• _Studietekst_:
┌────────
Op dit terrein is de afgelopen jaren veel in beweging gezet. Daarbij is logischerwijze begonnen met de informatievoorziening binnen de korpsen. De laatste jaren is steeds duidelijker geworden dat het noodzakelijk is ook de bovenregionale informatievoorziening te verbeteren. Dat geldt zowel in operationele als in technische zin. Bovendien zijn er al verbeteringen in voorbereiding (C2000, standaardisatie) of in uitvoering (GMS, VROS, Basisinfrastructuur Politie). Toch is dat niet genoeg, en gaat het met name niet snel genoeg.

Het blijkt moeilijk een directe relatie te leggen tussen de ontwikkeling van de politietaak enerzijds en de informatiebehoefte en de informatievoorziening anderzijds. De Algemene Rekenkamer wees daar op in haar recente rapportage over de uitwisseling van recherche-informatie tussen de CRI en de politiekorpsen. De politiekorpsen zijn nog onvoldoende bezig met het uitwisselen en beschikbaar stellen van informatie over de grenzen van het eigen onderdeel en de regio heen.

Er zijn ook aandachtspunten in de meer technische sfeer. Informatie-uitwisseling vindt in sterk toenemende mate elektronisch plaats en nieuwe toepassingen stellen hoge eisen aan de gebruikte apparatuur en technische infrastructuur. De kleinere korpsen hebben een investeringsachterstand op het gebied van de interne infrastructuur en de werkplekautomatisering. De grote korpsen hebben voldoende armslag voor het initiëren van innovatieve ontwikkelingen naar eigen inzichten, maar doen dat veelal alleen voor het eigen korps.

Er is meer afstemming en samenwerking tussen de korpsen onderling en tussen de korpsen en het ministerie van Binnenlandse Zaken en Koninkrijksrelaties noodzakelijk. Om de potenties van de techniek te benutten, bijvoorbeeld door ontwikkelingen als «kantoor op straat» en om verdere verbetering van de dienst- en hulpverlening te kunnen ondersteunen, zullen krachten moeten worden gebundeld. Het is dan mogelijk om met de politiële informatievoorziening een niveau te bereiken waardoor de beschikbare hulpmiddelen het primaire proces ondersteunen in plaats van hinderen.
└────────
• _Gegevensfragmenten_:
┌────────
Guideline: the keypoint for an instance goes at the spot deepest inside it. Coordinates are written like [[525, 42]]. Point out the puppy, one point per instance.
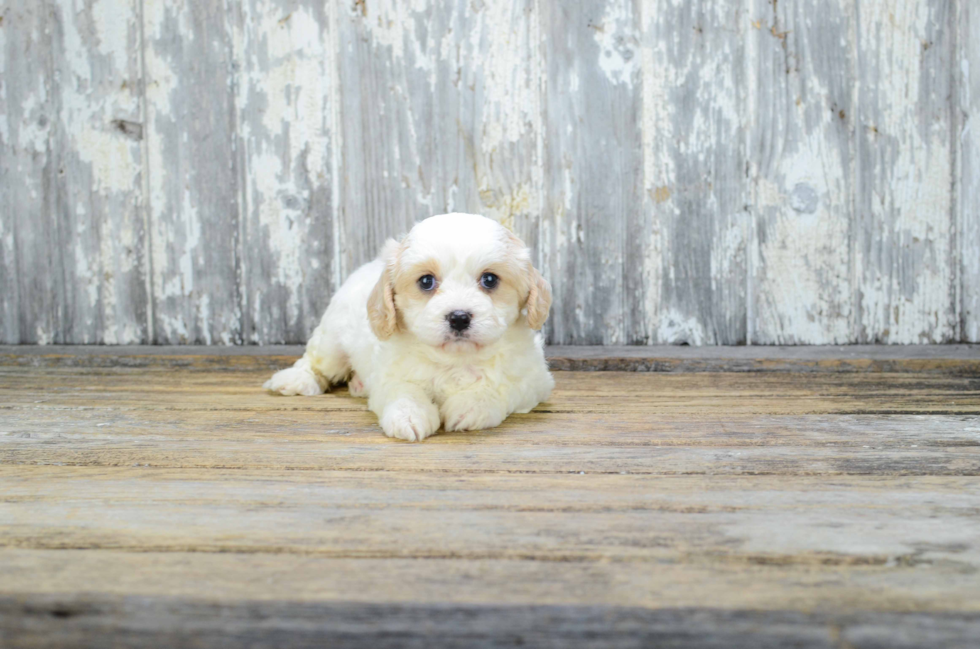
[[441, 329]]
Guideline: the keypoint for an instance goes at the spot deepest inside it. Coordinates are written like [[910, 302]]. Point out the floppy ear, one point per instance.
[[381, 303], [538, 299]]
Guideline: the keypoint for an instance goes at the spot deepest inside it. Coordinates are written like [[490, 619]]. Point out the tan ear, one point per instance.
[[538, 299], [381, 303]]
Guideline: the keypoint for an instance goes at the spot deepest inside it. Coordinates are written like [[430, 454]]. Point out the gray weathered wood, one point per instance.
[[593, 161], [195, 184], [439, 113], [745, 171], [934, 359], [801, 110], [905, 287], [287, 97], [171, 622], [71, 257], [696, 190], [966, 65]]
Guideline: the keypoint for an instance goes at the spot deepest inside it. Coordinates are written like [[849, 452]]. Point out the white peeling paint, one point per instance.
[[616, 35]]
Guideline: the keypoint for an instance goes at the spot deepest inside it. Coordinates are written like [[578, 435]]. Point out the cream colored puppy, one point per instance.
[[440, 330]]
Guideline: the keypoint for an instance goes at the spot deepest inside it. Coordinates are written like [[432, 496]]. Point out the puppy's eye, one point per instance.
[[489, 281], [427, 282]]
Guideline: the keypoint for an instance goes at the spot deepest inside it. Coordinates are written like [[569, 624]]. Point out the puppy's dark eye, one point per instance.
[[427, 282], [489, 281]]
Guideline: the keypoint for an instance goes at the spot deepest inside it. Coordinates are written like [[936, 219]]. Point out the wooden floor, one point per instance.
[[165, 500]]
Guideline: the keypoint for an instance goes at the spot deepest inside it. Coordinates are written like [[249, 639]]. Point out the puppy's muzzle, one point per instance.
[[459, 321]]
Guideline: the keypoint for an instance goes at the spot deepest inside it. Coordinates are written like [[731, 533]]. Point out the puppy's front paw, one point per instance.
[[461, 412], [410, 420], [356, 386], [294, 380]]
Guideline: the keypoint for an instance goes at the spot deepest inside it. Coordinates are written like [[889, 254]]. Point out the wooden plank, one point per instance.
[[33, 298], [178, 622], [939, 359], [696, 193], [596, 392], [803, 64], [643, 494], [440, 113], [905, 285], [966, 65], [98, 191], [921, 523], [592, 162], [287, 98], [72, 257], [596, 423], [195, 187]]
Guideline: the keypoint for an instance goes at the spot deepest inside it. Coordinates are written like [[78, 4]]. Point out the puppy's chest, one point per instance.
[[457, 378]]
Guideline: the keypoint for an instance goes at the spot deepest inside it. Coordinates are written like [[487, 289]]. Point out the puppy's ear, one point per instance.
[[381, 303], [538, 299]]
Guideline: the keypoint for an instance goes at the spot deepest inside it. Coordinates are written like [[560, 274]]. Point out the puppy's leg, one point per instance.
[[475, 409], [404, 411], [323, 364]]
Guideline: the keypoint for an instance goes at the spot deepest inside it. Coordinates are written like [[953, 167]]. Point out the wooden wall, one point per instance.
[[709, 172]]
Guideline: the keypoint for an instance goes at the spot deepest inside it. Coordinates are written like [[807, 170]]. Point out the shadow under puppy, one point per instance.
[[441, 329]]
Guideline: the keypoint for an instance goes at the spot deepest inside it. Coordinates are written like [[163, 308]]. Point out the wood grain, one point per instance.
[[696, 192], [593, 161], [905, 288], [760, 507], [287, 99], [165, 622], [802, 166], [795, 172], [966, 68], [195, 185]]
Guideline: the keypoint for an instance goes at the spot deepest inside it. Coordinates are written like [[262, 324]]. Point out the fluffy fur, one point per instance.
[[393, 343]]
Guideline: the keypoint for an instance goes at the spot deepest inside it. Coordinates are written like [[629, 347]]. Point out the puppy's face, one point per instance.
[[457, 282]]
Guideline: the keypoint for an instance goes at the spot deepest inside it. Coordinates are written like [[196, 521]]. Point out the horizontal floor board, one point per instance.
[[663, 358], [32, 621]]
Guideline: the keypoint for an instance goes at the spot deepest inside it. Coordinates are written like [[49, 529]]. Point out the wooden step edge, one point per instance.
[[942, 359]]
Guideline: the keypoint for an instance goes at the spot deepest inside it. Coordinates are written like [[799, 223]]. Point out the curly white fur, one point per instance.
[[392, 341]]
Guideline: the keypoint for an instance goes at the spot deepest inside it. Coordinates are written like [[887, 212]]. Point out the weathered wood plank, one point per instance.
[[905, 288], [31, 621], [33, 266], [636, 492], [288, 100], [696, 191], [804, 68], [195, 176], [99, 192], [71, 257], [592, 161], [440, 113], [938, 359], [919, 523], [966, 65]]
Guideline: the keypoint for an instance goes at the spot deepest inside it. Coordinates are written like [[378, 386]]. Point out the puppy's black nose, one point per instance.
[[459, 320]]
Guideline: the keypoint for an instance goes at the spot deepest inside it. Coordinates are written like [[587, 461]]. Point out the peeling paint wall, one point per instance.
[[744, 171]]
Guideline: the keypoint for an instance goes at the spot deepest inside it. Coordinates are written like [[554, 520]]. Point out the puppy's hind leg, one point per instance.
[[323, 365]]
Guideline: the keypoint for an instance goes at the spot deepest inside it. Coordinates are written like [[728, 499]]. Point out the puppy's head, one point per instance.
[[457, 282]]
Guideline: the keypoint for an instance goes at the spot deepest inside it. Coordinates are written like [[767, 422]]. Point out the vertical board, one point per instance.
[[967, 68], [593, 166], [905, 285], [72, 233], [801, 118], [439, 113], [287, 99], [695, 182], [194, 179], [32, 271], [98, 193]]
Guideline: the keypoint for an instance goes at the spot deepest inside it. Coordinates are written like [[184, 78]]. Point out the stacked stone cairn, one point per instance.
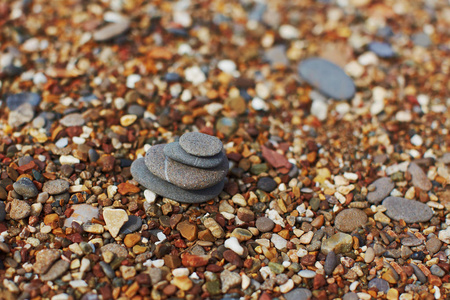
[[192, 170]]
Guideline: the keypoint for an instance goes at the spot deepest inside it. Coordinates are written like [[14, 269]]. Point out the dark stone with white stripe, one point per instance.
[[161, 187], [181, 175]]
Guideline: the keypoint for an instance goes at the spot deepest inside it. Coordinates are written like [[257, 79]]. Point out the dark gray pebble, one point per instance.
[[133, 224], [267, 184], [142, 175], [175, 152], [328, 78], [25, 187], [200, 144], [381, 284], [182, 175]]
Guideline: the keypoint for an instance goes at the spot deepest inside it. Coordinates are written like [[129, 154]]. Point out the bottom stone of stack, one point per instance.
[[163, 188]]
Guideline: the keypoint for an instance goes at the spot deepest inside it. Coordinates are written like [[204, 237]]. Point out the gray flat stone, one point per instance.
[[383, 187], [298, 294], [327, 77], [409, 210], [181, 175], [200, 144], [419, 178], [142, 175], [175, 152]]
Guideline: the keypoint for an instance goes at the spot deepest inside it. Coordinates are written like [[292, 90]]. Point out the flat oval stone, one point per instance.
[[55, 187], [25, 187], [142, 175], [327, 77], [350, 219], [409, 210], [382, 49], [175, 152], [200, 144], [383, 187], [181, 175]]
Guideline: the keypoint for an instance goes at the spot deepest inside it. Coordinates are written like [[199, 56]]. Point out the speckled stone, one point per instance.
[[175, 152], [350, 219], [181, 175], [200, 144], [419, 178], [327, 77], [409, 210], [25, 187], [55, 187], [383, 187], [142, 175]]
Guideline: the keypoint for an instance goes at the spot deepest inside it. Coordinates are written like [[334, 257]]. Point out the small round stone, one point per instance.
[[55, 187], [200, 144], [350, 219], [382, 188], [161, 187], [267, 184], [409, 210], [175, 152], [264, 224], [181, 175], [327, 77], [25, 187]]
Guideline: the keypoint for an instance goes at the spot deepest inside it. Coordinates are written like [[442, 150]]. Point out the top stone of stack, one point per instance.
[[199, 144]]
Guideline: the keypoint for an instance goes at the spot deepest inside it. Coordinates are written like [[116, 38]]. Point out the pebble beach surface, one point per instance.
[[224, 150]]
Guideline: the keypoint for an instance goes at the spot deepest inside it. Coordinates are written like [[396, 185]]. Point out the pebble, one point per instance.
[[161, 187], [298, 294], [328, 78], [339, 243], [114, 219], [25, 187], [54, 187], [381, 49], [82, 213], [381, 284], [111, 30], [175, 152], [116, 249], [409, 210], [181, 175], [382, 188], [419, 178], [200, 144], [232, 243], [44, 260], [331, 262], [350, 219], [56, 270], [71, 120], [133, 224], [19, 209], [15, 101], [267, 184], [229, 280]]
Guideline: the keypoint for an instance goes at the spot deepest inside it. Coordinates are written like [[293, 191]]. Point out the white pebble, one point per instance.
[[68, 160], [195, 75], [227, 66], [307, 274], [288, 32], [287, 287], [180, 272], [150, 196], [416, 140], [132, 80], [233, 244]]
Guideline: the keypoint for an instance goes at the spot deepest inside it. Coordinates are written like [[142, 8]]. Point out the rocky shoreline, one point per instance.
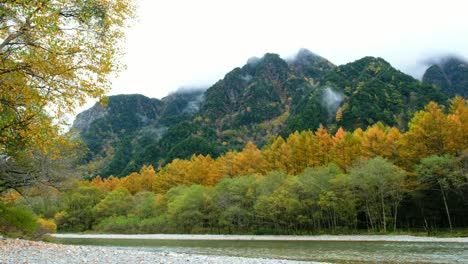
[[24, 251], [356, 238]]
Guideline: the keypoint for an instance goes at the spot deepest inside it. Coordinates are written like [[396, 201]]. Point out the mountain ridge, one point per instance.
[[265, 97]]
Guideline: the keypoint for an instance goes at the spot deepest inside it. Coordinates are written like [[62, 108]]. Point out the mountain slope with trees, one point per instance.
[[266, 97]]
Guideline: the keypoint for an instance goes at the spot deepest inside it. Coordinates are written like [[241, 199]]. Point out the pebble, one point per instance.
[[14, 251]]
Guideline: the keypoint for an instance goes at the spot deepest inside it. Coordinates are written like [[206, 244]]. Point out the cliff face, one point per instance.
[[266, 97], [451, 75]]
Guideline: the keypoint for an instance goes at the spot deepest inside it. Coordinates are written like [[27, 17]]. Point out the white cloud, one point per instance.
[[194, 43]]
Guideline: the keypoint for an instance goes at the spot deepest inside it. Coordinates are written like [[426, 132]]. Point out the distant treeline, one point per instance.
[[379, 179]]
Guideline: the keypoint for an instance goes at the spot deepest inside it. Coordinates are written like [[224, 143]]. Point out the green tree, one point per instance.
[[380, 184], [53, 56], [119, 202], [440, 172]]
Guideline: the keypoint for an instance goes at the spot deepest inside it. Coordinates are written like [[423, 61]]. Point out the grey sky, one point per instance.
[[178, 43]]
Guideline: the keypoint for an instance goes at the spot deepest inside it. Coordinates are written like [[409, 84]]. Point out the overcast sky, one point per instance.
[[190, 43]]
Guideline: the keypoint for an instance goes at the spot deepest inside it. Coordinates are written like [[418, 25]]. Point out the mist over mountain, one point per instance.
[[450, 74], [266, 97]]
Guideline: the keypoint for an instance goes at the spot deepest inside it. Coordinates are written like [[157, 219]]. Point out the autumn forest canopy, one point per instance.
[[295, 146]]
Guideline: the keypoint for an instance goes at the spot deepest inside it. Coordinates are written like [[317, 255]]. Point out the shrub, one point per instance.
[[17, 221]]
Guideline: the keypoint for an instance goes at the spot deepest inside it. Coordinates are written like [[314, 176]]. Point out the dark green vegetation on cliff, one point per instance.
[[266, 97], [450, 74]]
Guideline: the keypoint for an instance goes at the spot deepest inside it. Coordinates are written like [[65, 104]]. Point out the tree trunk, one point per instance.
[[383, 212], [370, 217], [395, 216], [446, 207]]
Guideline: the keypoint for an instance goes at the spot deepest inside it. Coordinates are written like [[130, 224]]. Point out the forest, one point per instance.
[[377, 180]]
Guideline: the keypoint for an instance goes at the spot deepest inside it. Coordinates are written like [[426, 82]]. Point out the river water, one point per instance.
[[321, 251]]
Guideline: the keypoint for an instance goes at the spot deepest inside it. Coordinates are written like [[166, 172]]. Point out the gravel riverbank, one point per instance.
[[24, 251], [370, 238]]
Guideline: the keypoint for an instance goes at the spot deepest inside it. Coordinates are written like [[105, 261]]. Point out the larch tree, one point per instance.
[[53, 56]]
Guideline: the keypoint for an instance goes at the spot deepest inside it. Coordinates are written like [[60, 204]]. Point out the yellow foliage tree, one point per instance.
[[54, 55]]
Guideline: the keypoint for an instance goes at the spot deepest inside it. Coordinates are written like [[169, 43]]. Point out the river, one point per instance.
[[334, 249]]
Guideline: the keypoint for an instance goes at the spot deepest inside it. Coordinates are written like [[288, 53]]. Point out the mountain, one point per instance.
[[265, 97], [133, 130], [362, 93], [450, 74]]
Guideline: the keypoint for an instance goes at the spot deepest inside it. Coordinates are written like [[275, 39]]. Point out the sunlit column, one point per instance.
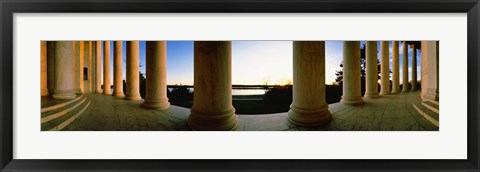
[[63, 70], [384, 69], [212, 104], [371, 90], [156, 93], [309, 106], [133, 65], [414, 68], [50, 67], [351, 73], [429, 69], [395, 68], [405, 84], [83, 53], [106, 68], [98, 67], [43, 82], [77, 67], [117, 69]]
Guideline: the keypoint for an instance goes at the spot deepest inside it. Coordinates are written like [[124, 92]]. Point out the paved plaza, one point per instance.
[[388, 113]]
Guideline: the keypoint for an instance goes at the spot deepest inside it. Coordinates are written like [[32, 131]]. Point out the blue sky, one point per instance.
[[253, 62]]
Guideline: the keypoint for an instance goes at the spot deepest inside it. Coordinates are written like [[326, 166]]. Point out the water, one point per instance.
[[240, 92]]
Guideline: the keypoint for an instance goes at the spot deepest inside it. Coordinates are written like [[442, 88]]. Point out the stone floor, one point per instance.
[[393, 112]]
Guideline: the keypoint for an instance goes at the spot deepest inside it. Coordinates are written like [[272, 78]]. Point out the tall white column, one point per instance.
[[156, 73], [106, 68], [395, 68], [351, 73], [117, 69], [133, 62], [98, 67], [77, 67], [212, 104], [371, 90], [385, 69], [309, 106], [429, 70], [414, 68], [83, 53], [405, 84], [43, 75], [63, 70]]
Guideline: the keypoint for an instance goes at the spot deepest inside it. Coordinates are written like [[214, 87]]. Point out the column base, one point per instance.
[[309, 117], [384, 93], [64, 95], [156, 104], [118, 94], [432, 94], [222, 121], [369, 96], [133, 97], [394, 91], [78, 90], [354, 101], [44, 92]]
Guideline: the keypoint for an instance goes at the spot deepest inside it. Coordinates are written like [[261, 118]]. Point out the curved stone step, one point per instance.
[[58, 106], [433, 107], [61, 122], [427, 114], [57, 113]]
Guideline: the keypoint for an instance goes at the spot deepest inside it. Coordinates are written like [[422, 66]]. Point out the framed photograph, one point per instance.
[[239, 85]]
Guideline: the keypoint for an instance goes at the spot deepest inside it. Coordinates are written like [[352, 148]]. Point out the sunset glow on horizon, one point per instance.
[[253, 62]]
└────────
• _Opdrachten_:
- 1) Geef bij elke bewering aan of die overeenkomt met de tekst over de politiële informatievoorziening. Antwoord met ja of nee en citeer letterlijk de woorden uit de tekst die de doorslag geven.
(a) De kleinere korpsen hebben een investeringsachterstand op het gebied van de interne infrastructuur.
(b) De grote korpsen starten innovatieve ontwikkelingen meestal samen met andere korpsen.
(c) C2000 is al in uitvoering.
- 2) Citeer uit de tekst over de politiële informatievoorziening het gedeelte van "Er is meer afstemming" tot en met "plaats van hinderen.".
- 3) Schrijf de tekst over de politiële informatievoorziening verder, te beginnen na de laatste zin.

• _Antwoorden_:
- 1)
(a) Ja: "De kleinere korpsen hebben een investeringsachterstand op het gebied van de interne infrastructuur en de werkplekautomatisering."
(b) Nee: "maar doen dat veelal alleen voor het eigen korps."
(c) Nee: "Bovendien zijn er al verbeteringen in voorbereiding (C2000, standaardisatie)"

- 2)
Er is meer afstemming en samenwerking tussen de korpsen onderling en tussen de korpsen en het ministerie van Binnenlandse Zaken en Koninkrijksrelaties noodzakelijk. Om de potenties van de techniek te benutten, bijvoorbeeld door ontwikkelingen als «kantoor op straat» en om verdere verbetering van de dienst- en hulpverlening te kunnen ondersteunen, zullen krachten moeten worden gebundeld. Het is dan mogelijk om met de politiële informatievoorziening een niveau te bereiken waardoor de beschikbare hulpmiddelen het primaire proces ondersteunen in plaats van hinderen.

- 3)
In het voorjaar van 1998 hebben vertegenwoordigers van de korpsen, het Openbaar Ministerie, de minister van Binnenlandse Zaken en Koninkrijksrelaties en de minister van Justitie een actieprogramma opgesteld met de volgende hoofdlijnen:

– het Rijk werkt verder aan de landelijke infrastructuur;

– waar nodig wordt de functionaliteit van de infrastructuur van de korpsen op elkaar afgestemd;

– de kleinere korpsen realiseren een inhaalslag op het gebied van de werkplekautomatisering;

– de applicaties, die de bedrijfsvoering en de uitvoering van de taken ondersteunen, worden gesaneerd en vernieuwd.

In paragraaf 6.3 is aangegeven dat er op een aantal terreinen, waaronder informatievoorziening, een meerwaarde van bovenregionale samenwerking wordt verwacht. En dat bij de initiatieven die tot nu toe zijn genomen om tot bovenregionale samenwerking te komen, vooral de duidelijkheid en de slagvaardigheid van de besluitvorming een probleem is gebleken. Dit geldt ook voor de samenwerking die op het terrein van de informatievoorziening is gezocht. Wanneer dit sturingsprobleem niet wordt opgelost is het gevaar groot dat de afspraken (zoals in de vorige alinea aangegeven) blijven verzanden, en dat het tempo van de voortgang van de gezamenlijke aanpak structureel lager zal blijven liggen dan de snelheid waarmee de behoefte aan samenwerking en afstemming zich ontwikkelt.

In aansluiting op de in paragraaf 6.3 beschreven werkwijze in het project «bovenregionale voorzieningen», wordt er voor het onderwerp van de politiële informatievoorziening gewerkt aan een vorm waarin de politiekorpsen en de ministers van Binnenlandse Zaken en Koninkrijksrelaties en de minister van Justitie de noodzakelijke verbeteringen op dit terrein slagvaardig kunnen aanpakken. De ervaringen die daarbij worden opgedaan zullen als input dienen voor de aanpak van de overige bovenregionale voorzieningen, en vice versa.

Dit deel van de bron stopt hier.